Given passage ::
•••••
Innovation in Transformer Design and EV Charging Project Development
Another critical area for advancement is innovation in transformer design. Researchers and engineers are working on developing more compact, efficient, and cost-effective transformers tailored specifically for EV charging stations. These innovations can lead to shorter production times and lower costs. Additionally, modular transformer designs that can be easily scaled and installed may provide a more adaptable solution to meet varying demands in different locations.
On the EV project side, one of the reasons I chose to join Electric Era is their unique battery backed EV charging station design. Electric Era charging stations come with a 220 kWh battery system in addition to our standard 200 kW or 400kW EV chargers. This battery pack actually allows us to choose a smaller transformer than other industry players for the same project size, improving lead times and reducing project costs. See the graphic below for an example of what this looks like:
Investment in Domestic Manufacturing
Given the geopolitical and logistical challenges affecting international supply chains, there is a growing emphasis on boosting domestic manufacturing capabilities. Governments and private enterprises can invest in local production facilities for transformers, which would not only reduce lead times but also enhance national energy security. Such initiatives may involve public-private partnerships and incentives to encourage manufacturers to expand their operations domestically. The IRA significantly increased domestic investment in clean energy projects, but we need to see a similar increase in manufacturing of the components that go into these efforts.
Policy and Regulatory Support
Policy and regulatory frameworks can significantly influence the transformer market. Governments can implement policies that prioritize the production and deployment of transformers for EV infrastructure. This may include financial incentives, streamlined permitting processes, and support for research and development in transformer technology. Regulatory bodies can also enforce standards that ensure the efficient use of transformers, reducing waste and improving overall system reliability.
•••••
Extracted data ::

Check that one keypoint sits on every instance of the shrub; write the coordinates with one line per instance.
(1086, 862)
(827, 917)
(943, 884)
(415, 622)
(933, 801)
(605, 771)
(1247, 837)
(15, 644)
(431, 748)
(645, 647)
•••••
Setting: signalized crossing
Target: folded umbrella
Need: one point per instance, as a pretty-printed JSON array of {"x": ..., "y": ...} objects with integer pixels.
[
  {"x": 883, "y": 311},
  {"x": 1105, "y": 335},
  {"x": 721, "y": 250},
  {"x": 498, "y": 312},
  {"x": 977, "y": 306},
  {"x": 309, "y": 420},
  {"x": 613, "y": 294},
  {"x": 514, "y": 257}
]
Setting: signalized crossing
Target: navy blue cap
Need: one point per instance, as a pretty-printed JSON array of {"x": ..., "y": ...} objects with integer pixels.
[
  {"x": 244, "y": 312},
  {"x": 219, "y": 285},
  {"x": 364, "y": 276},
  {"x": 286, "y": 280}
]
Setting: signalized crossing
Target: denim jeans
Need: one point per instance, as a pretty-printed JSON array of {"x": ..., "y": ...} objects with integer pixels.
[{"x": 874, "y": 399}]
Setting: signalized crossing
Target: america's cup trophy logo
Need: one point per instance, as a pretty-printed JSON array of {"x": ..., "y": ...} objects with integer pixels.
•••••
Required actions ::
1. In the transformer passage, give again the part that opens with "Innovation in Transformer Design and" and closes with "in different locations.", replacing "compact" with "space-saving".
2. Carry on the passage about transformers and EV charging from its final sentence.

Answers provided ::
1.
Innovation in Transformer Design and EV Charging Project Development
Another critical area for advancement is innovation in transformer design. Researchers and engineers are working on developing more space-saving, efficient, and cost-effective transformers tailored specifically for EV charging stations. These innovations can lead to shorter production times and lower costs. Additionally, modular transformer designs that can be easily scaled and installed may provide a more adaptable solution to meet varying demands in different locations.

2.
Long-Term Planning and Collaboration
Finally, long-term planning and collaboration across the industry are essential. Stakeholders, including utilities, manufacturers, and EV infrastructure developers must work together to forecast future demand accurately and align their efforts. Collaborative platforms and industry consortiums can facilitate knowledge sharing, joint investments, and coordinated actions to address the challenges in transformer supply and deployment.
By implementing these strategies, the industry can better navigate the current challenges and build a robust foundation for the rapid expansion of EV charging infrastructure. The future of electrification hinges on our ability to innovate, collaborate, and strategically manage the supply of critical components like transformers.
It’s been very interesting to dive into the world of transformers and their crucial impact on EV charging and renewable energy projects.
I hope you’ve learned something new and can apply this knowledge to your work, and hope you’ve gained a new appreciation for transformers!
Thanks for writing this article.
Another angle on the transformer bottleneck is the role that Distributed Energy Resources play in the grid. Behind The Meter resources like Solar Panels and Batteries reduce the load (electricity consumption) that has to be sent from the substations. The DERs also export surplus electricity from one house to another in the same distribution circuit. Without these DERs the impact of the backlog of transformers would be even bigger.
The role of the Distribution Grid is often under appreciated. Unfortunately, most utilities do not emphasize it, for multiple reasons.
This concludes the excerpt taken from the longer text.